[Start Source material]

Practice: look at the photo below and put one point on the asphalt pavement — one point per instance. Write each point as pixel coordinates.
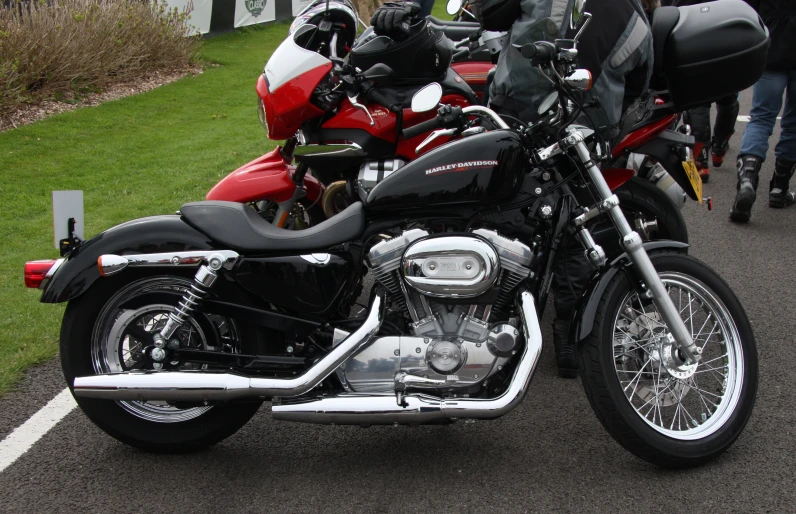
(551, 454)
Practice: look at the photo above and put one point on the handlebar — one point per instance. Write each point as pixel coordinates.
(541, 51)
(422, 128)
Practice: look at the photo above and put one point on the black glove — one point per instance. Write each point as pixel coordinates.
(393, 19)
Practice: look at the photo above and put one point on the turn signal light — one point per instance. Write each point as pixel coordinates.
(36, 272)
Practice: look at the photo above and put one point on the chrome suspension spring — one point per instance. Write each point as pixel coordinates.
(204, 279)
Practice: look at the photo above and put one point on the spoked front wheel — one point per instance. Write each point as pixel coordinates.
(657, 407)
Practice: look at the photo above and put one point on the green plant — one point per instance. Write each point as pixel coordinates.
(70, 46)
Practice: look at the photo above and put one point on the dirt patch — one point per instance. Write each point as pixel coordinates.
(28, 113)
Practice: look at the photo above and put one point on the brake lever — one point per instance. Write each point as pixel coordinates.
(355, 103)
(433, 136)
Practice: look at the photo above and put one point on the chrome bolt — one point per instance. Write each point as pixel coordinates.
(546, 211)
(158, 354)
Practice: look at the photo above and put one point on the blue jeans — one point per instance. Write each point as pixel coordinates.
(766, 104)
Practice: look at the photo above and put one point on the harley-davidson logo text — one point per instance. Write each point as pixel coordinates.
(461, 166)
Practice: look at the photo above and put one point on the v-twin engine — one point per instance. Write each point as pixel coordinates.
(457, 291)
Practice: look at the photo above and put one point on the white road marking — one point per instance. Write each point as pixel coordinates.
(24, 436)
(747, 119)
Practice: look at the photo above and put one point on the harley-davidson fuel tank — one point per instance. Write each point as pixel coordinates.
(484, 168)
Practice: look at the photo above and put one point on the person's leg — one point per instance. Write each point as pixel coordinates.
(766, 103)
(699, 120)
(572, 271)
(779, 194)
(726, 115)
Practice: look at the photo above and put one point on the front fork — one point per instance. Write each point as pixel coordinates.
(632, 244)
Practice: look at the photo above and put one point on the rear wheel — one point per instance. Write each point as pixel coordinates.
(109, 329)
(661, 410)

[End Source material]

What is required → Write out again the stretch of the listing from the line containing "on the spoked" through the end of the listing, with the requests included. Scale every pixel coordinate in the answers by 1.85 and round each to the nearest whole number, with halves rounded up.

Correct output →
Practice: look at the photo above and put one point on the spoked front wheel — one point per instance. Write each point as pixel coordinates.
(1215, 753)
Practice: look at the photo above and put one point on the green plant — one point per instance. Write each point as pixel coordinates.
(130, 85)
Practice: look at the photo above and put one point on the dirt patch — one point per instance. Write each point as pixel coordinates.
(52, 209)
Practice: look at the photo above and put one point on the brake lever — one point per instance. Write each point as pixel coordinates.
(657, 191)
(801, 252)
Practice: look at the photo above and put one point on the chrome bolt — one point per instance. Write each point as pixel coordinates.
(1010, 390)
(292, 655)
Practice: look at the photo above and put one point on the blue jeans — one point per instance. Write each point as pixel coordinates.
(1417, 192)
Practice: look at the photo above and put one point on the harley-davidson logo text — one point per instance. Write each point as pixel coordinates.
(853, 307)
Practice: look at the photo above and put one point on the v-twin engine — one point per instance. Write each point as pixel coordinates.
(845, 538)
Practice: look at the photo above and put one point on the white road marking — one point per instance. Write each point as pixel coordinates.
(44, 807)
(1382, 220)
Practice: look at the photo above and put one point on the harley-davidson fuel tank — one point per instance. Write each point as pixel coordinates.
(895, 311)
Practice: look at the photo above and put one point on the person's leg — one point per instance. Write each point as pixel coordinates.
(1417, 191)
(1293, 222)
(1058, 501)
(1441, 359)
(1343, 213)
Practice: look at the photo above and put one point on the front fork — one point per instance. Write each point as pixel coordinates.
(1169, 451)
Practice: look at the photo above and put one point on the rear wheel — one point per instance. Write each point as pixel coordinates.
(202, 609)
(1223, 759)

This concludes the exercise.